PASSAGE SHOWN:
=======

Thank you to the hosts of Skywatch Friday. Go. Click. Look UP!
Not much of a bargain. I can go to Lesley's SIGNS SIGNS every week and - for free - see almost that many signs that are witty and smart and fun to look at. This one's not any of those things. But this person would be happy to make it possible for you too to clutter up 99 more street corners. (Please don't do it!)
There's definitely more visual pollution along the roadsides here than there should be. If I were rich, I'd pay $99.00 to remove 99 signs!
FOR NATURE NOTES. Thank you Michelle.
The Cabbage Palm (Sabal Palmetto) is Florida's State Tree. We see it everywhere and I am fascinated by the basket-weave look of its trunk.
The Palm on the left is on the walking path in the nature area next door to our RV Park.
Below is some information from an interpretive sign at Manatee Park.
This history shows that the Sabal Palm was an excellent choice for State Tree.
"The leaves or fronds of the cabbage palm were used by Seminole culture and before that by the Calusa tribes.
Leaf tips and trunk fibers could be woven into bindings and fishing nets. The edible fruits were used as famine food by the Calusa. Dried fruit could be ground into a course meal for bread.
Whole palm trunks were used to build houses by early Florida settlers. The bud or "heart of palm" is edible and can be purchased in grocery stores. It is often referred to as swamp cabbage, an old Florida cracker favorite. "
Florida Cracker is (as far as we can tell) an affectionate term for native Floridians. One of the nearby small communities hosts an annual Swamp Cabbage festival, but we haven't gotten there yet. Maybe next year!
This shelter at Manatee Park is made using palm thatching.
Visit Nature Notes and click on the links. You will be glad you did. Today is the third anniversary for this great meme. I wish I'd found it sooner!
FOR WORLD BIRD WEDNESDAY. Thanks Springman!
We had fun watching a Reddish Egret in the mudflats at the Ding Darling Wildlife Refuge last weekend. This bird feeds by confusing its prey.
It dances around, stumbles and flaps its wings and, in general, confuses the poor little fish so much that it can't figure out where to go to hide.
And then -- bam -- it's a fish dinner for the egret!
This egret actually weaved around so much it looked like it had had way too much to drink. Wish we'd had a video camera.
Sometimes OUR WORLD isn't about new and different adventures, but about the little joys of everyday life!
Daffodils just make me happy! There's no getting around it.
We went to a different grocery store this week and Bill found bunches of "field daffodils" in the floral section. In Florida they are an exotic species -- this was definitely not buying local.
But it was worth it. Because there's a lifetime of memories associated with these golden beauties.
Thank you to the hosts of Our World.
FOR RUBY TUESDAY with thanks to the hosts for this cheerful weekly collection.
These are accidental reds -- not really growing where they are supposed to be.
A touch of red brightens any day.
THE SUNDAY STILLS CHALLENGE for this week was "take two pictures…..one of 'the big picture' and the second of just a part of the same thing."
There's a nature trail between our RV resort and one part of the Caloosahatchie Creeks Preserve, where these pictures were taken. The first year we were here, we were surprised to see so many ferns. We were used to them in our native Pacific Northwest forests, but didn't know they'd also thrive in Florida's subtropical climate. But apparently as long as there is moisture they do well.

=======

PROBLEMS TO WORK ON:
1 - Answer these questions about the blog post:
(a) What tree is Florida's State Tree?
(b) Where did the writer watch a Reddish Egret?
(c) Where did Bill find the bunches of "field daffodils"?
2 - Write out the part of the blog post from "We had fun watching" up to and including "for the egret!", keeping every word and mark the same.

=======

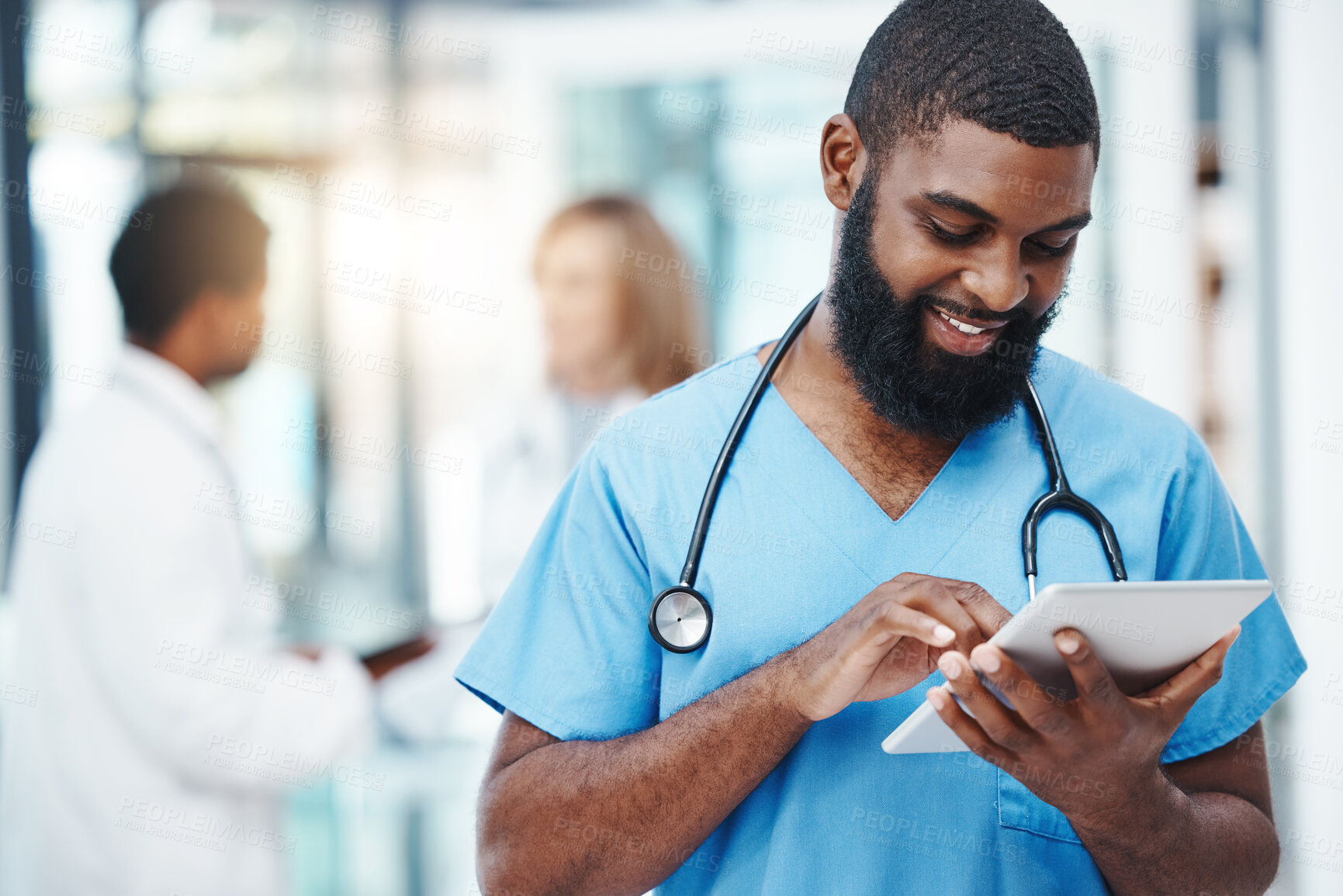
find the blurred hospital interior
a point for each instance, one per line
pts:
(496, 226)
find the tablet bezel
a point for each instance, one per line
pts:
(1146, 633)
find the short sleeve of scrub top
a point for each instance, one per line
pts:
(567, 648)
(1203, 538)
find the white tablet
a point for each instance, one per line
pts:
(1143, 631)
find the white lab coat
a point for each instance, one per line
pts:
(167, 723)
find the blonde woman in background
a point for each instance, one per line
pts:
(617, 330)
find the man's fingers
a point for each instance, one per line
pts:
(983, 609)
(997, 721)
(970, 732)
(1038, 705)
(1095, 685)
(892, 620)
(963, 606)
(1177, 695)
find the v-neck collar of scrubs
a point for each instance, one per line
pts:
(832, 497)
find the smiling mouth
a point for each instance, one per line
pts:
(968, 328)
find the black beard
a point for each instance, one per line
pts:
(916, 386)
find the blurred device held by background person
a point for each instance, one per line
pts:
(156, 759)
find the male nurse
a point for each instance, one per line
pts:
(867, 543)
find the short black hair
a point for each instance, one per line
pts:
(1005, 64)
(179, 242)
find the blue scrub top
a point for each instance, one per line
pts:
(794, 543)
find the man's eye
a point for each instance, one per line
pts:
(1053, 251)
(948, 237)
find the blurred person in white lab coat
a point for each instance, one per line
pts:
(622, 313)
(169, 721)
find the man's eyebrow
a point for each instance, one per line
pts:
(966, 207)
(1069, 223)
(953, 202)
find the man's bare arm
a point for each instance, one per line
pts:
(621, 815)
(1208, 828)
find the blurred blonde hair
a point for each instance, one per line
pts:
(657, 297)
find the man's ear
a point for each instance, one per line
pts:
(843, 160)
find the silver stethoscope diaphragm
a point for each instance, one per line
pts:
(680, 620)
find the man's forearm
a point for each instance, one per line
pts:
(1168, 841)
(619, 815)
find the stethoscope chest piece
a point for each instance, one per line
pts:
(680, 620)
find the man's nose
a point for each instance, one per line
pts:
(998, 280)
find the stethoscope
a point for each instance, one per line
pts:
(681, 618)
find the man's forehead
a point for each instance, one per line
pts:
(995, 170)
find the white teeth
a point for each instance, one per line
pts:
(963, 328)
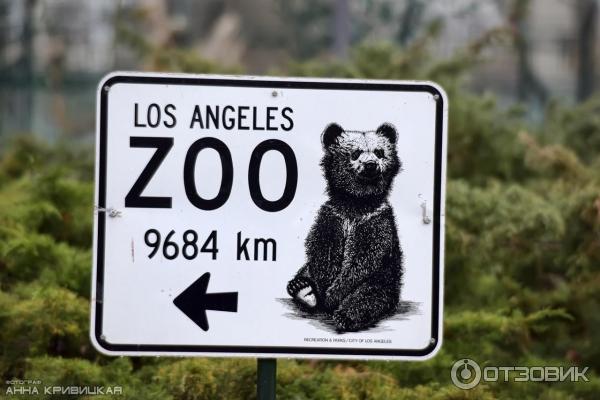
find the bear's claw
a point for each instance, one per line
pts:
(297, 284)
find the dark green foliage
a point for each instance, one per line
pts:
(522, 257)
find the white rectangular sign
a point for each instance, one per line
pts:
(246, 216)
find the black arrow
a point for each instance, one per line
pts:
(194, 301)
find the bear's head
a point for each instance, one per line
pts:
(360, 165)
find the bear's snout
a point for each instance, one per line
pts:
(369, 170)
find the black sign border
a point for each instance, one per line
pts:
(267, 84)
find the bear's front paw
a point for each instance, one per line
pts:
(301, 290)
(343, 321)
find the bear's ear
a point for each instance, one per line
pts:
(330, 134)
(388, 131)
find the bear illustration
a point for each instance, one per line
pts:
(353, 268)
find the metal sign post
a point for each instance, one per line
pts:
(266, 380)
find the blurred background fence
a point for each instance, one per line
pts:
(53, 52)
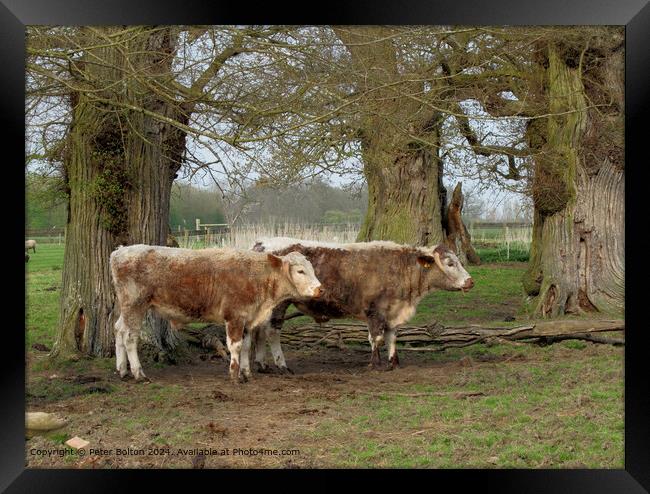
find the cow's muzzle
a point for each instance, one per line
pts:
(468, 285)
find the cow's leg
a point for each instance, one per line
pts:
(130, 328)
(120, 348)
(376, 328)
(234, 337)
(245, 368)
(259, 334)
(273, 335)
(390, 336)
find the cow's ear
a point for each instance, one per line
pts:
(426, 261)
(275, 261)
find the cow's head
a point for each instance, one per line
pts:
(445, 270)
(300, 273)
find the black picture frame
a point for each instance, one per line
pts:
(634, 14)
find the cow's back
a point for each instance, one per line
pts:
(185, 283)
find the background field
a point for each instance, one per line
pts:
(483, 406)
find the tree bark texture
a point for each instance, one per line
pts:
(400, 142)
(119, 167)
(577, 253)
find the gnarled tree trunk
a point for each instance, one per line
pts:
(458, 238)
(406, 198)
(577, 254)
(119, 167)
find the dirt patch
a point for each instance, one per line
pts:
(192, 416)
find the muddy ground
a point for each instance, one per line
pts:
(188, 409)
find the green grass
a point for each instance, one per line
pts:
(43, 288)
(497, 290)
(551, 413)
(500, 253)
(556, 406)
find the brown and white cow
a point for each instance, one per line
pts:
(379, 282)
(212, 285)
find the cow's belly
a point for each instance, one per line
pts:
(399, 314)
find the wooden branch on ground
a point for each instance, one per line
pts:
(437, 337)
(433, 337)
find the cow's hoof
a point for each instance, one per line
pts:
(140, 377)
(261, 368)
(124, 376)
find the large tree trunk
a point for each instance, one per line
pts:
(400, 141)
(405, 194)
(577, 254)
(119, 165)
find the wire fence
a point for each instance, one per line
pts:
(484, 234)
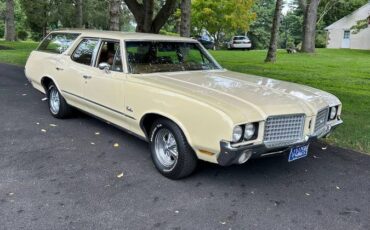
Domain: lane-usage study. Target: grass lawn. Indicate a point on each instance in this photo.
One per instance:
(345, 73)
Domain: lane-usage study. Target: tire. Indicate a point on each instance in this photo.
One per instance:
(58, 106)
(163, 151)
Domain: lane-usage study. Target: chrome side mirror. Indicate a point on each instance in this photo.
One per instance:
(104, 66)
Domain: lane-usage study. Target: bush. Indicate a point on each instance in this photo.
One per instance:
(22, 35)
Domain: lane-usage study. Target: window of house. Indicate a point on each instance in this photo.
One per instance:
(110, 53)
(57, 42)
(347, 34)
(83, 54)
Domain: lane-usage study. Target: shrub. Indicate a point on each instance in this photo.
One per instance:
(22, 35)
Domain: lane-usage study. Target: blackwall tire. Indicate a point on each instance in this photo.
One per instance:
(171, 154)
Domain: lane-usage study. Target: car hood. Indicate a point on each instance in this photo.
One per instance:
(253, 97)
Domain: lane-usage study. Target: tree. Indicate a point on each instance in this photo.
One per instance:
(271, 54)
(114, 15)
(260, 29)
(79, 14)
(185, 18)
(144, 14)
(309, 26)
(220, 17)
(9, 21)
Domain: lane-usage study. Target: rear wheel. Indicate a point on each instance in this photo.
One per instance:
(171, 154)
(58, 106)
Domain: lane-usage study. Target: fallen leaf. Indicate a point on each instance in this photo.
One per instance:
(120, 175)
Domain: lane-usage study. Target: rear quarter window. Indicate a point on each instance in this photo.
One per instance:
(57, 42)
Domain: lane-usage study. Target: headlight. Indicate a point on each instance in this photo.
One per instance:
(249, 131)
(237, 133)
(333, 113)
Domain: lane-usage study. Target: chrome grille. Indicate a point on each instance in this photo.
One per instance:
(321, 119)
(283, 130)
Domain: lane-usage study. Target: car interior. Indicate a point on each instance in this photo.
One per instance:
(110, 54)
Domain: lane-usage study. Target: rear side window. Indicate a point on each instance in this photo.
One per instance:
(57, 42)
(85, 51)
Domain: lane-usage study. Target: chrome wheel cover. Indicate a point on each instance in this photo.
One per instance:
(165, 146)
(54, 101)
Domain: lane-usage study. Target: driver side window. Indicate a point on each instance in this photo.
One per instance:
(110, 54)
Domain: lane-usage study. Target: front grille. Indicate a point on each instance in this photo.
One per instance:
(284, 130)
(321, 119)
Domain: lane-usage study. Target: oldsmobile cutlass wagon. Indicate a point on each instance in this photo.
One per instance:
(172, 93)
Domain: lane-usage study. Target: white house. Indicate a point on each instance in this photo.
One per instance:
(340, 35)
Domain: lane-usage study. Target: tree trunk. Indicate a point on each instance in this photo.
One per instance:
(9, 21)
(309, 26)
(79, 15)
(271, 54)
(143, 14)
(185, 18)
(114, 14)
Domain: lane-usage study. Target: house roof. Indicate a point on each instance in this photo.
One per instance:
(350, 20)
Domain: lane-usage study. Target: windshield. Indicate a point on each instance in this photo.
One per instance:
(152, 57)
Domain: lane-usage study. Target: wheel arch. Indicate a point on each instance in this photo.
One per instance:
(148, 119)
(45, 82)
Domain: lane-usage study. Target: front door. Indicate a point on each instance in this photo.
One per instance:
(346, 42)
(104, 87)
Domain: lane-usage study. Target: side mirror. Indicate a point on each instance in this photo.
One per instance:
(104, 66)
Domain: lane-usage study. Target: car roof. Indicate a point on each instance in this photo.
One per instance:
(124, 35)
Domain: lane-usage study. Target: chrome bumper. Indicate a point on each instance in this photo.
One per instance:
(229, 155)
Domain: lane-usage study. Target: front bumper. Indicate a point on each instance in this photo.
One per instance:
(229, 155)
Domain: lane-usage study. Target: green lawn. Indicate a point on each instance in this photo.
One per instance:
(345, 73)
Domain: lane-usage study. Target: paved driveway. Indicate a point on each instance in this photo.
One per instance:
(65, 177)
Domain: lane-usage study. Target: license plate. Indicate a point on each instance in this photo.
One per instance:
(298, 153)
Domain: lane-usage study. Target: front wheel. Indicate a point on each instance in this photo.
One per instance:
(171, 154)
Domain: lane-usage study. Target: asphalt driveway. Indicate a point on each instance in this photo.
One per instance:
(62, 174)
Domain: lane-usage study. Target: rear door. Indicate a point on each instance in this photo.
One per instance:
(104, 88)
(75, 69)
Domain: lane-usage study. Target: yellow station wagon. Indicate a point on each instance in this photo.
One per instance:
(171, 92)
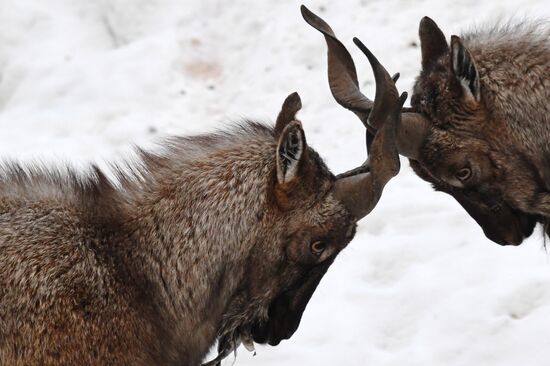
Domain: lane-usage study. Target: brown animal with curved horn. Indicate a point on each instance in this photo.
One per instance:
(223, 236)
(463, 133)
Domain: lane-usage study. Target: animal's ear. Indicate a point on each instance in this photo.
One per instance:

=======

ANSWERS TO THIS EXERCISE:
1 -
(a) The Cabbage Palm (Sabal Palmetto).
(b) In the mudflats at the Ding Darling Wildlife Refuge.
(c) In the floral section of a different grocery store.

2 -
We had fun watching a Reddish Egret in the mudflats at the Ding Darling Wildlife Refuge last weekend. This bird feeds by confusing its prey.
It dances around, stumbles and flaps its wings and, in general, confuses the poor little fish so much that it can't figure out where to go to hide.
And then -- bam -- it's a fish dinner for the egret!